* BRIEF
Will you print the material below without altering a single character?

* DATA SHOWN
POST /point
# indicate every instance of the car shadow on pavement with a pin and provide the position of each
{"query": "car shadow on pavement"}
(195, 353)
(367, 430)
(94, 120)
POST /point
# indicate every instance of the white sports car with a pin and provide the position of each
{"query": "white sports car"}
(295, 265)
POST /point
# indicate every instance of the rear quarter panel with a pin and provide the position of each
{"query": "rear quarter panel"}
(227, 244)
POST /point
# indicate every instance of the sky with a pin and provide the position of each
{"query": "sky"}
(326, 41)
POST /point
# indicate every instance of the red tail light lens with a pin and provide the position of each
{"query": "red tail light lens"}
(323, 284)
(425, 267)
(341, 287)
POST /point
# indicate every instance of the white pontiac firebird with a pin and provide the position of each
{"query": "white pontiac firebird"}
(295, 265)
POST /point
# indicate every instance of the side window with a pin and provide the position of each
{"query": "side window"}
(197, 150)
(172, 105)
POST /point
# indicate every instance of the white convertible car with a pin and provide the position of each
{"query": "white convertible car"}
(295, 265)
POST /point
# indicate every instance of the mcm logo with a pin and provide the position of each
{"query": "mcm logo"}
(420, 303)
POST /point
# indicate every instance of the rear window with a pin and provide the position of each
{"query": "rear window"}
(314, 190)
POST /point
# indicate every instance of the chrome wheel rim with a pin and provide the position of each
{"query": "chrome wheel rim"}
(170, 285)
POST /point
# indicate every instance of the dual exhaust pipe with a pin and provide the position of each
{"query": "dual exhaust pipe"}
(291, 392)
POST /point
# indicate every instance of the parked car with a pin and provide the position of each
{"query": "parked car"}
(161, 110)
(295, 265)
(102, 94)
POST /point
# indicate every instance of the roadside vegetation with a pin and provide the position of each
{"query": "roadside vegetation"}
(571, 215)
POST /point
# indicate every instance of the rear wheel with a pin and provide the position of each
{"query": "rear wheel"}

* THE RESULT
POST /point
# indicate every instance of the car shadow on pavement with a pin and provide the position of each
{"query": "car shadow on pavement"}
(195, 353)
(367, 430)
(94, 120)
POST /point
# indicate every instance of the white sports car with a pin and provide the position of each
{"query": "white sports car"}
(295, 265)
POST /point
# indicate every instance of the rear quarter panel with a pin and provide the position of each
{"query": "rear quarter panel"}
(227, 244)
POST /point
# indicate every instance of the sky with a pin and provide the position of each
{"query": "sky"}
(326, 41)
POST /point
# indicate every instance of the red tail light lens with a pin and provide the position of each
{"query": "red tail light lens"}
(323, 284)
(425, 267)
(341, 287)
POST /point
# indicate every instance of the white pontiac firebird with a pin and provide the position of each
{"query": "white pontiac firebird"}
(295, 265)
POST /point
# indicate every instance of the side window with a pin and provide the position of each
{"query": "side window"}
(197, 150)
(172, 105)
POST /point
# indicate every instance of the white convertible car with a pin and provide the position of each
{"query": "white convertible car"}
(295, 265)
POST /point
# indicate every instance of the mcm logo with a pin and provide the position of each
{"query": "mcm logo"}
(420, 303)
POST /point
# indicate every instance of the rear window with a pin and provide the position of each
{"query": "rear window"}
(314, 190)
POST /point
# indicate every instance of the chrome wheel rim with a pin and provide the position of each
{"query": "chrome wheel rim"}
(170, 285)
POST /point
# indicate every instance of the dual exhaust pipe with a pin and provide the position of each
{"query": "dual exhaust pipe"}
(291, 392)
POST /point
# indicate every instance of the parked car with a pin and provide the position of each
{"query": "parked car"}
(161, 110)
(295, 265)
(102, 94)
POST /point
# indicate every instance of the roadside vegetation with a pin and provide the position of each
{"query": "roadside vegetation"}
(571, 215)
POST /point
# indicate every instance of the rear wheel with a pin and provide the position of each
{"query": "rear wheel"}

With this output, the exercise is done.